### Description of the task
Present all the lines of the records below as a numbered list, leaving out any blank lines.

Coordinate annotation entries
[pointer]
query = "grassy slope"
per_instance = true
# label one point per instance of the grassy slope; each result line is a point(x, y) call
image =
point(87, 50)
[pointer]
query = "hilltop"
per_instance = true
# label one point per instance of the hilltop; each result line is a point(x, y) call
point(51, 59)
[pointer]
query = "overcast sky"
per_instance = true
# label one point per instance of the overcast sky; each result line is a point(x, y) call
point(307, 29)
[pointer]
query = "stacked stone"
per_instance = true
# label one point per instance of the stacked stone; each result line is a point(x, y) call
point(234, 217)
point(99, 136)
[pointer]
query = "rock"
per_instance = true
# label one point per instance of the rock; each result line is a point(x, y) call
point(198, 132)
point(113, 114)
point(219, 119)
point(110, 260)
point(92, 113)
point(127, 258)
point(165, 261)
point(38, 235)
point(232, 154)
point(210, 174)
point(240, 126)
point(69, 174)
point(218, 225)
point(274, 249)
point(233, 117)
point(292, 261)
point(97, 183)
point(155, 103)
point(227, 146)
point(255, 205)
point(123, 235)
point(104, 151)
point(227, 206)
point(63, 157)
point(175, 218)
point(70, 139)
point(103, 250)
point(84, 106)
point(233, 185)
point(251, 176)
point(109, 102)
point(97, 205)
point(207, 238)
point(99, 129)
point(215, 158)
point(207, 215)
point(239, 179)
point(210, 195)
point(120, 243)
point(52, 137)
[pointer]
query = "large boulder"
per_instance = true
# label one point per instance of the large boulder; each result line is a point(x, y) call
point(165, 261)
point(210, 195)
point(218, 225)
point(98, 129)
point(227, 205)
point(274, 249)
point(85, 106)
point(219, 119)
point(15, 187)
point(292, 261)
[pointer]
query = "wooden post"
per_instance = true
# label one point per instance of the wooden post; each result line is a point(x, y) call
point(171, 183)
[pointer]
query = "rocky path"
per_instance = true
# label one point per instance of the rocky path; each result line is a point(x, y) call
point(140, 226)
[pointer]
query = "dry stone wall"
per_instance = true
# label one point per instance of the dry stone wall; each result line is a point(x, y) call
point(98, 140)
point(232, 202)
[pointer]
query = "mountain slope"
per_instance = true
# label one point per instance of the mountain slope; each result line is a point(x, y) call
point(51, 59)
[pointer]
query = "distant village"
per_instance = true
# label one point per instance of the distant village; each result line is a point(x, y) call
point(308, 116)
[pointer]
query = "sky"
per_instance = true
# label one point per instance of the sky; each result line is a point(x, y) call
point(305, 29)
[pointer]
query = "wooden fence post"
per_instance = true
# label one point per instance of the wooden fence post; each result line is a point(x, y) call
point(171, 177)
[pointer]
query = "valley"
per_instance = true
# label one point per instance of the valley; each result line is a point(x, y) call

### Task solution
1. [pointer]
2. query = "grassy slope"
3. per_instance = true
4. # label one point per instance of the grassy slope; each result line is a point(x, y) call
5. image =
6. point(87, 50)
7. [pointer]
8. query = "hilltop"
9. per_instance = true
10. # label one point per instance of the hilltop; each result line is a point(x, y) call
11. point(51, 59)
12. [pointer]
13. query = "overcast sky"
14. per_instance = true
15. # label one point per instance of the overcast sky; each result line is a point(x, y) call
16. point(307, 29)
17. [pointer]
18. query = "stacked stone"
19. per_instance = true
20. # label one point per instance of the stacked stone; each result line is a point(x, y) call
21. point(234, 217)
22. point(99, 136)
23. [pointer]
24. query = "rock"
25. per_instance = true
26. # label one point per instance of the rock; each result line is a point(x, y) call
27. point(198, 132)
28. point(113, 114)
29. point(219, 119)
30. point(110, 260)
31. point(92, 113)
32. point(127, 258)
33. point(165, 261)
34. point(38, 235)
35. point(232, 154)
36. point(210, 174)
37. point(240, 126)
38. point(69, 174)
39. point(218, 225)
40. point(274, 249)
41. point(233, 117)
42. point(292, 261)
43. point(97, 183)
44. point(155, 103)
45. point(227, 146)
46. point(255, 205)
47. point(123, 235)
48. point(104, 151)
49. point(227, 206)
50. point(63, 157)
51. point(175, 218)
52. point(70, 139)
53. point(103, 250)
54. point(84, 106)
55. point(233, 185)
56. point(251, 176)
57. point(109, 102)
58. point(97, 205)
59. point(207, 238)
60. point(99, 129)
61. point(215, 158)
62. point(207, 215)
63. point(239, 179)
64. point(210, 195)
65. point(120, 243)
66. point(52, 137)
67. [pointer]
68. query = "large boulder"
69. per_instance = true
70. # label one point per instance of the large boulder; each result line is a point(x, y) call
71. point(165, 261)
72. point(210, 195)
73. point(218, 225)
74. point(98, 129)
75. point(227, 205)
76. point(274, 249)
77. point(85, 106)
78. point(219, 119)
79. point(15, 187)
80. point(292, 261)
81. [pointer]
82. query = "wooden post"
83. per_instance = true
84. # label one point per instance of the wooden post; each result line is a point(x, y) call
85. point(171, 183)
86. [pointer]
87. query = "rocky path"
88. per_instance = true
89. # label one point per instance of the rocky path; each result line is a point(x, y) call
90. point(140, 226)
91. [pointer]
92. query = "dry stone wall"
93. per_instance = true
94. # label one point per instance of the dry stone wall; each result line is a point(x, y) call
95. point(98, 140)
96. point(232, 202)
97. [pointer]
98. query = "mountain slope"
99. per_instance = true
100. # label one point per instance of the mountain slope; each result line is a point(x, y) call
101. point(51, 59)
102. [pointer]
103. query = "distant village"
104. per_instance = true
105. # label one point per instance of the distant village; each result line is a point(x, y) call
106. point(308, 116)
107. [pointer]
108. query = "sky"
109. per_instance = true
110. # label one point per instance of the sky; each result line is a point(x, y) call
111. point(305, 29)
112. [pointer]
113. query = "wooden fence post"
114. per_instance = true
115. # label one point per instance of the wooden fence post; each result line is a point(x, y) call
116. point(171, 177)
117. [pointer]
118. query = "valley"
119. per_instance = true
120. # label one point per instance of the valley; each result line is a point(x, y) call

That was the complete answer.